Going from the top of the data below, give again each line through the one containing "Target: blue undershirt sleeve", both ends kept.

(DATA TO USE Opens)

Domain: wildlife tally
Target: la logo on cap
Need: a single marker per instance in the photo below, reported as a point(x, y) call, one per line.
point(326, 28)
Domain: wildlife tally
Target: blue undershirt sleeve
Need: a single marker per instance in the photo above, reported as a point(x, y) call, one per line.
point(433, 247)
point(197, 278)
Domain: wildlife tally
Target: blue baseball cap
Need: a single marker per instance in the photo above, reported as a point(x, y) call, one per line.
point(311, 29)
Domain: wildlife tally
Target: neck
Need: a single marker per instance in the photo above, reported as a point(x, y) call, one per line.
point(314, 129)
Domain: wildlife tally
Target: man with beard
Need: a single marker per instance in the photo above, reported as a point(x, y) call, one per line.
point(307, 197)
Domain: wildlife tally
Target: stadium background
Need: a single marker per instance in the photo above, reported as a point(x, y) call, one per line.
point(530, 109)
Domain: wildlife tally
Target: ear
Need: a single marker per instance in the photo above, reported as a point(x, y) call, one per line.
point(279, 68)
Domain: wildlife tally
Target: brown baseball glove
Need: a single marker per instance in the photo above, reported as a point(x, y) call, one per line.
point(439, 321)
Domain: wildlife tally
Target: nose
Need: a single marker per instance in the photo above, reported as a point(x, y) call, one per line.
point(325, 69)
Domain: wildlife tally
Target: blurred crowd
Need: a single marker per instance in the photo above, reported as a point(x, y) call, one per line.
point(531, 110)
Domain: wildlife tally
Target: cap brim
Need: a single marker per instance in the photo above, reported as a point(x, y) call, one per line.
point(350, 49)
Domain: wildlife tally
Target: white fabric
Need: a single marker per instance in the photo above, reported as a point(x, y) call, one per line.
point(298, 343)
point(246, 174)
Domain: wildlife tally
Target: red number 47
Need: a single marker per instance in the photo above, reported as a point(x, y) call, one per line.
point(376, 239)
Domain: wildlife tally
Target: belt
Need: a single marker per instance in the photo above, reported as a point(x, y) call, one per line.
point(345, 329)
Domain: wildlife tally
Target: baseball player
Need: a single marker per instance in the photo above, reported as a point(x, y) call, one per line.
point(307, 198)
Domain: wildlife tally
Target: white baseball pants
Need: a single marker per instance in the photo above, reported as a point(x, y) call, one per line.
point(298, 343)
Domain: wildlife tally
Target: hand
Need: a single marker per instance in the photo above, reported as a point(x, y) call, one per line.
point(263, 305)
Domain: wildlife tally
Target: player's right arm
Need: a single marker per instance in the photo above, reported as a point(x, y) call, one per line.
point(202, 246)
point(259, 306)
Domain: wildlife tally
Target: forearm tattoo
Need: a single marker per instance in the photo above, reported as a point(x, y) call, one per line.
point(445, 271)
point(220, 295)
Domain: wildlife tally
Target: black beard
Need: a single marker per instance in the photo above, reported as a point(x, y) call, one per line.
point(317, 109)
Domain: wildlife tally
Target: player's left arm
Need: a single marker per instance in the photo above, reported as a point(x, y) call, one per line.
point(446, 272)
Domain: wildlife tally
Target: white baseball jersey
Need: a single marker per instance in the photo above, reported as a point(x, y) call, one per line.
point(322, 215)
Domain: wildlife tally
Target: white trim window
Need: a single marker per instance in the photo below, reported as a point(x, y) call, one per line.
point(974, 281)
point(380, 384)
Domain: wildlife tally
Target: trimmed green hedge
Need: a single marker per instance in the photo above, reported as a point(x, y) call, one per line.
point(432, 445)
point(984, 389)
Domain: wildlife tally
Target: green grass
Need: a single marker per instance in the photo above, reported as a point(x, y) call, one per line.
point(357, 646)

(DATA TO USE Closes)

- [OUTPUT FOR THIS TASK]
Domain: wildlife tally
Target: la logo on cap
Need: a single marker per instance in the photo below, reported as a point(x, y) call, one per line.
point(326, 28)
Domain: wildlife tally
Target: blue undershirt sleeve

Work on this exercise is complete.